# [Brief A]
List every operator that has an "Op:" line in the profile output of the Drill filter passage.
# [Brief B]
Lay out the records as a numbered list, leaving out blank lines. Begin at the line that contains "Given the picture above, confirm whether the white ceiling" and continue through the end of the records.

# [Supplied passage]
--- START ---
We now create a hand-crafted version of the generated code by copying the generated code into the Drill project and using it instead of the generated code in the FilterRecordBatch
:
// final Filterer filter = context.getImplementationClass(codeGen);
final Filterer filter = new FilterExp();
A quick sanity check shows no change in run time, as we'd expect: 1770 ms.
The above code generates temporary "holder" objects. We saw earlier evidence that the holders are optimized away by the JVM. And, the normal Drill byte manipulation path does "scalar replacement" to remove them. Still, let's try. The new code for doEval()
:
return vv0 .getAccessor().get((inIndex)) > 0;
Results:
Read 24997276 records in 6104 batches.
Avg run time: 1795
...
Op: 2 SelectionVectorRemover
Setup: 1 - 25%, 0%
Process: 176 - 12%, 12%
Op: 3 Filter
Setup: 3 - 75%, 0%
Process: 540 - 37%, 37%
Op: 4 Scan
Setup: 0 - 0%, 0%
Process: 694 - 48%, 48%
Total:
Setup: 4
Process: 1427
Average run time is basically unchanged (allowing for noise.) This suggests that Java does, in fact, do scalar replacement. No savings, but it puts us in a better position to do the next trick: work directly with the data buffer.
The next step is to directly access the value vector memory, cutting out the middlemen of the value vector, the accessor and the DrillBuf
, removing 6 function calls (counting those involved in bounds checking).
private long addr0;
public void doSetup(...) {
addr0 = vv0.getBuffer().memoryAddress();
...
public boolean doEval(int inIndex, int outIndex) {
{
int value = PlatformDependent.getInt(addr0 + (inIndex<<2));
return value > 0;
}
This saves about 170 ms or 9% overall. Time in the filter itself drops by 39%. (The filter time is measure from the one specific run shown, overall runtime is an average.)
Read 24996095 records in 6104 batches.
Avg run time: 1619
...
--- END ---
# [Stored data]
--- START ---
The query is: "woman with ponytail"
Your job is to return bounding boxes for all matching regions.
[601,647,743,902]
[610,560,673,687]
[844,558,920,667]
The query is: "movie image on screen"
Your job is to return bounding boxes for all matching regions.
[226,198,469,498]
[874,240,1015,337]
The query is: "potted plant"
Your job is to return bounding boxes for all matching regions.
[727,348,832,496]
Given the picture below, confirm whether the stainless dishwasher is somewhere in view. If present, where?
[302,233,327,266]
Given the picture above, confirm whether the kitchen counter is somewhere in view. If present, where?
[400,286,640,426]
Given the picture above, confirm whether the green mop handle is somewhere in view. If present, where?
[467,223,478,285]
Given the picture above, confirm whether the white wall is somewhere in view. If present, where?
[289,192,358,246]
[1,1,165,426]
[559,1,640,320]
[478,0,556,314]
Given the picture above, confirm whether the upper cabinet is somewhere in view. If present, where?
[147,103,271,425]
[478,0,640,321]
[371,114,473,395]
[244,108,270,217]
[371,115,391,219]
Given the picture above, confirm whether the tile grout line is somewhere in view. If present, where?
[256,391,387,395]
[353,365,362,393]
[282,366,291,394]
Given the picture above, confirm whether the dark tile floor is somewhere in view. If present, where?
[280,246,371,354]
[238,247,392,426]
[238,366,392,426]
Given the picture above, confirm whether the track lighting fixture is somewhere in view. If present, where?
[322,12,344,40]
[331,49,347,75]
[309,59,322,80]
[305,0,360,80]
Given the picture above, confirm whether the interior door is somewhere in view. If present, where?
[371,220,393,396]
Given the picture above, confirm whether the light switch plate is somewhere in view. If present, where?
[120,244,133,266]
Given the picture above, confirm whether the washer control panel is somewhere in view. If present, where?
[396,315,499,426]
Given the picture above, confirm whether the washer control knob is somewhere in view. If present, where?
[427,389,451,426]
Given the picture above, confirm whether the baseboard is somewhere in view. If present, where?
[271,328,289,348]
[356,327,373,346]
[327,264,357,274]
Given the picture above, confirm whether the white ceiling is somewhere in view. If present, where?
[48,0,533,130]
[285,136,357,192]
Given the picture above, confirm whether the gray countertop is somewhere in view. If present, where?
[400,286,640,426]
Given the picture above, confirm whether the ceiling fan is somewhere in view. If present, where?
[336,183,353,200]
--- END ---
# [Written response A]
SelectionVectorRemover, Filter, Scan

# [Written response B]
1. Given the picture above, confirm whether the white ceiling is somewhere in view. If present, where?
2. [48,0,533,130]
3. [285,136,357,192]
4. Given the picture above, confirm whether the gray countertop is somewhere in view. If present, where?
5. [400,286,640,426]
6. Given the picture above, confirm whether the ceiling fan is somewhere in view. If present, where?
7. [336,183,353,200]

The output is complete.